◆ Task requirements
Transcribe the whole listing below without changing a word, but leave out every image.

◆ Given data
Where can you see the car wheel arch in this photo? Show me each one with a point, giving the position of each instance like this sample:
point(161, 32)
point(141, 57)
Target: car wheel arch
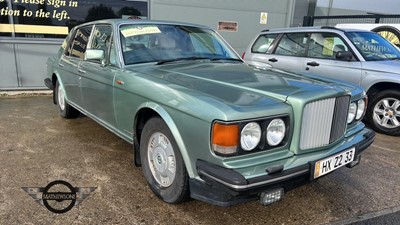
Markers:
point(144, 113)
point(54, 79)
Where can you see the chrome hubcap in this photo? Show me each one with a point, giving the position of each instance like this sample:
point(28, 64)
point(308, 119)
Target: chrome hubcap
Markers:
point(60, 97)
point(387, 113)
point(161, 158)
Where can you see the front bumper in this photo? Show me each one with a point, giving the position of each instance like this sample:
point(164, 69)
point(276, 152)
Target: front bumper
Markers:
point(224, 187)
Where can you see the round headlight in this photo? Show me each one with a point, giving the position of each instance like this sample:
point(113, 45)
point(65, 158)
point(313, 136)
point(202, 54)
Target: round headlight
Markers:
point(360, 109)
point(250, 136)
point(276, 132)
point(352, 112)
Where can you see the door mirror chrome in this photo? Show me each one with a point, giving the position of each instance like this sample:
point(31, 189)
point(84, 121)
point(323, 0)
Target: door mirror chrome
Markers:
point(344, 55)
point(94, 54)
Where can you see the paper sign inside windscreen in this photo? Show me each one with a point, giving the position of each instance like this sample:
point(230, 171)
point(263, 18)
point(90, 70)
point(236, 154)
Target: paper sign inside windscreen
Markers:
point(134, 31)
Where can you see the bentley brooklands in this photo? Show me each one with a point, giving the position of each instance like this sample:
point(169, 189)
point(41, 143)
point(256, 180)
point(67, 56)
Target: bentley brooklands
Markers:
point(202, 123)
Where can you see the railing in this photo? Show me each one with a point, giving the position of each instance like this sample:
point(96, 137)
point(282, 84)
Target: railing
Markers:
point(333, 20)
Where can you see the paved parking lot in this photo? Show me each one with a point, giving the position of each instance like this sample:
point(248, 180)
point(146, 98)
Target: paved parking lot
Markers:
point(37, 146)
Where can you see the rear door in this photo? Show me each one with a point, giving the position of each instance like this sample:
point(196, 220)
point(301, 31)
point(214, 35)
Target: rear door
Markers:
point(321, 58)
point(69, 62)
point(97, 78)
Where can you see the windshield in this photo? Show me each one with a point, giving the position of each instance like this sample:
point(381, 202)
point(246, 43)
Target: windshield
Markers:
point(373, 47)
point(167, 43)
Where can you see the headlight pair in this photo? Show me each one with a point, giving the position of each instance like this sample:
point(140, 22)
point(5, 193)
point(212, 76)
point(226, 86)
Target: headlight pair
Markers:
point(227, 137)
point(357, 110)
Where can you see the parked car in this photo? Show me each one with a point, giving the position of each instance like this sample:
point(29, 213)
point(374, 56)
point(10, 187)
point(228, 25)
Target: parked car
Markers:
point(390, 31)
point(357, 56)
point(203, 123)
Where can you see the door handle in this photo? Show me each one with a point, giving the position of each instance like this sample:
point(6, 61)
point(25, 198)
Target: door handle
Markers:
point(313, 63)
point(273, 60)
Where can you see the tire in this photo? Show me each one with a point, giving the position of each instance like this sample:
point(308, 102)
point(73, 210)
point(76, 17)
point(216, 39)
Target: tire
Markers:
point(66, 110)
point(383, 113)
point(162, 162)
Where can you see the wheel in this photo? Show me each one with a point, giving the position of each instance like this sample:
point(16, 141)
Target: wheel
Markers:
point(66, 110)
point(162, 162)
point(384, 112)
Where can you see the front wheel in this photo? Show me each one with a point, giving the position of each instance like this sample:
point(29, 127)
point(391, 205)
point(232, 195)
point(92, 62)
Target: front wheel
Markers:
point(384, 112)
point(66, 110)
point(162, 162)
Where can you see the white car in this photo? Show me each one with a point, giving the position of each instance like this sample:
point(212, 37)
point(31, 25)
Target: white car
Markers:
point(357, 56)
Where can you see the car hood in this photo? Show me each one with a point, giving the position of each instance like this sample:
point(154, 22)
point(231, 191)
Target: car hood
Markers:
point(241, 85)
point(389, 66)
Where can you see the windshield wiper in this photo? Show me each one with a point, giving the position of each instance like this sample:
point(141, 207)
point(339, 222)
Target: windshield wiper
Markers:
point(180, 59)
point(227, 59)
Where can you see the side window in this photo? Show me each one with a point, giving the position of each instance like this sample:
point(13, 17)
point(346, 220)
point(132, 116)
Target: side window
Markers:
point(79, 42)
point(102, 39)
point(292, 44)
point(325, 45)
point(263, 43)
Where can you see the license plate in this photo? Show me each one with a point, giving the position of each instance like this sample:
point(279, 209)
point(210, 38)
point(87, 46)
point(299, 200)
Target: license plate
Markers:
point(332, 163)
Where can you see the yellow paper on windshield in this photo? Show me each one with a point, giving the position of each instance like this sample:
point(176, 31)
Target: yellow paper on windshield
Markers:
point(134, 31)
point(328, 46)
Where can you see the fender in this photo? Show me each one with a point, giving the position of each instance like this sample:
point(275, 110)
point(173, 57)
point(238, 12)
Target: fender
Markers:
point(174, 130)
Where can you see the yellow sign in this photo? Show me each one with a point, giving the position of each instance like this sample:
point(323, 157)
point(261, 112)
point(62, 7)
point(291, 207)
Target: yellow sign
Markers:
point(133, 31)
point(33, 29)
point(263, 18)
point(328, 47)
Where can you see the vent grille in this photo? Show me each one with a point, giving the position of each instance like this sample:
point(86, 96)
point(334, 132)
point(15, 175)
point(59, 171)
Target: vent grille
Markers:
point(324, 122)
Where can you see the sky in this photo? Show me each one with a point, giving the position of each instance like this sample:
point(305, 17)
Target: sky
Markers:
point(372, 6)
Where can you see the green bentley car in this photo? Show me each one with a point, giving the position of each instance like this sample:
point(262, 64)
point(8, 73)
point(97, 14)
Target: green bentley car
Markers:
point(202, 123)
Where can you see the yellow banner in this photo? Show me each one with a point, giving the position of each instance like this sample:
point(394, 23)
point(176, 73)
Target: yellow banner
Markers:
point(33, 29)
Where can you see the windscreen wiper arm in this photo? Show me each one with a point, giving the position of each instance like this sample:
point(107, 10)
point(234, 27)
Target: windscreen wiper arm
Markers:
point(180, 59)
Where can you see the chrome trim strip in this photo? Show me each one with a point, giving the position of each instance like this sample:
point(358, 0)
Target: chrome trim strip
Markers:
point(242, 187)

◆ Expected answer
Where can you see the car wheel arch in this photo? Show me each one with a point, giving the position of each instance like this sample:
point(161, 32)
point(141, 57)
Target: car wheel arch
Markers:
point(144, 113)
point(54, 79)
Where can you see the chrome hubcap in this photo? Show me each one with a point, giving the position of each instance like this sample:
point(28, 64)
point(308, 119)
Target: chrome hubcap
Markers:
point(60, 97)
point(387, 113)
point(161, 158)
Where can you see the front bumper in this photo? Show me each one with a point, giving the position of each instance like this sample:
point(164, 69)
point(276, 152)
Target: front bumper
Markers:
point(224, 187)
Where can you see the round headlight in this photo? Show me each one with a point, giving the position of each instance like this sample:
point(113, 45)
point(65, 158)
point(313, 136)
point(202, 54)
Target: round headlight
Markers:
point(360, 109)
point(250, 136)
point(276, 132)
point(352, 112)
Where can you see the door mirror chrome in this photo? Show me each one with a point, giving the position of each instance like this sample:
point(31, 189)
point(84, 121)
point(323, 0)
Target: door mirror chrome
Markers:
point(344, 55)
point(94, 54)
Where can you see the paper sign inside windscreen in this photo? Show me each one with a point, giving the position of each instance like this sample:
point(230, 171)
point(263, 18)
point(90, 70)
point(236, 154)
Target: paper sign inside windscreen
Markers:
point(134, 31)
Where can you see the bentley brooklands in this photo? Show me each one with a point, giving the position of each instance like this sample:
point(169, 189)
point(41, 143)
point(256, 180)
point(67, 56)
Target: bentley brooklands
Markers:
point(202, 123)
Where can you see the railing in this photo? Show me each one with a point, giving the position of each instance like this sample:
point(96, 137)
point(282, 84)
Target: railing
Markers:
point(333, 20)
Where can you see the paved parking lot in this photo? Show me each one with a point, giving the position of each instance like this sample:
point(248, 180)
point(146, 98)
Target: paved parking lot
Markers:
point(37, 146)
Where can you see the rear door in this photo? Show me each one with a point, giving the position of each instance like this sample:
point(196, 220)
point(301, 31)
point(214, 35)
Target: rear door
Markers:
point(321, 58)
point(69, 62)
point(97, 78)
Where can you see the windshield in this photo? Show me each one with a point, giving the position of each instance like this sample:
point(381, 202)
point(246, 43)
Target: windshield
Markers:
point(373, 47)
point(167, 43)
Where can you see the headlight pair in this photo? Show me each one with a point, giving the position of each instance like this sample:
point(140, 22)
point(5, 193)
point(212, 76)
point(226, 86)
Target: headlight pair
Markers:
point(227, 137)
point(357, 110)
Where can you see the parked car in this photo? Show me each one with a point, giving the position of each instance like this sample:
point(29, 213)
point(374, 56)
point(10, 187)
point(228, 25)
Target: parked car
Markers:
point(390, 31)
point(357, 56)
point(203, 123)
Where can you see the door handle in this photo? Show me each one with a point, giving the position of each instance like this sample:
point(6, 61)
point(25, 198)
Target: door handle
Markers:
point(313, 63)
point(273, 60)
Where can you see the tire in this photo? Show me each one with a point, giving the position of each instance like this sample:
point(308, 102)
point(73, 210)
point(76, 17)
point(216, 39)
Target: tire
Markers:
point(66, 110)
point(383, 113)
point(162, 162)
Where can you see the wheel in this photo? Show me each one with a point, giving the position of each instance like this sample:
point(16, 141)
Target: wheel
Markers:
point(66, 110)
point(162, 162)
point(384, 112)
Where can you see the front wheel in this photo? Show me each one with a point, giving the position of each instance like this sample:
point(29, 127)
point(391, 205)
point(232, 195)
point(92, 62)
Target: front wheel
Markers:
point(384, 112)
point(66, 110)
point(162, 162)
Where can you see the white car in this photo? Show me each one with a point, giving the position of each instance like this sample:
point(212, 37)
point(31, 25)
Target: white car
Markers:
point(357, 56)
Where can you see the car hood in this photo? Show me each one with a point, giving the position of each instance like this sample:
point(154, 22)
point(231, 191)
Target: car hood
Markers:
point(241, 85)
point(389, 66)
Where can you see the windshield wiper in this photo? Show me each one with a point, giving the position of each instance like this sample:
point(141, 207)
point(339, 222)
Target: windshield wiper
Markers:
point(180, 59)
point(227, 59)
Where can you see the side window in this photo? Show me each one with a point, giving the position of each instance like this sample:
point(13, 17)
point(346, 220)
point(132, 116)
Target: side window
Markers:
point(79, 42)
point(102, 39)
point(292, 44)
point(325, 45)
point(263, 43)
Where can you see the license plate in this photo? Show me each one with a point, giving the position of each instance like this sample:
point(279, 209)
point(210, 38)
point(87, 46)
point(299, 200)
Target: license plate
Markers:
point(332, 163)
Where can you see the yellow paper on windshield in this photo? Show me each one with a point, giving the position of each instance like this sample:
point(176, 31)
Target: yellow paper on windshield
Markers:
point(134, 31)
point(328, 46)
Where can you see the fender in this photo? Show me each one with a point, giving the position of each instance like this sample:
point(275, 110)
point(173, 57)
point(238, 12)
Target: fender
Markers:
point(174, 130)
Where can you see the yellow sign in this photo? Show me each one with a point, giving the position of each instance like this sample:
point(323, 157)
point(261, 112)
point(62, 7)
point(291, 207)
Target: yellow sign
Markers:
point(133, 31)
point(33, 29)
point(263, 18)
point(328, 47)
Where can you see the vent grille in this photo? Show me each one with a point, giving the position of each instance like this sample:
point(86, 96)
point(334, 132)
point(15, 175)
point(59, 171)
Target: vent grille
Markers:
point(324, 122)
Where can you see the sky in this photo? Show me each one with a point, giving the position of each instance like this sample:
point(305, 17)
Target: sky
Markers:
point(372, 6)
Where can you see the green bentley car in this photo? Show me each one with a point, giving the position of each instance like this sample:
point(262, 64)
point(8, 73)
point(97, 14)
Target: green bentley car
Markers:
point(202, 123)
Where can you see the yellow banner in this photo? Show me each one with a point, giving the position of each instance like this sample:
point(394, 23)
point(176, 73)
Target: yellow banner
Markers:
point(33, 29)
Where can you see the windscreen wiper arm in this photo? Show me each one with a point, giving the position of each instance like this sample:
point(107, 10)
point(234, 27)
Target: windscreen wiper arm
Markers:
point(180, 59)
Where can you see the chrome trim strip in this photo? Show me each one with a point, giving the position of each instance like this sample:
point(358, 0)
Target: chrome trim strip
Markers:
point(242, 187)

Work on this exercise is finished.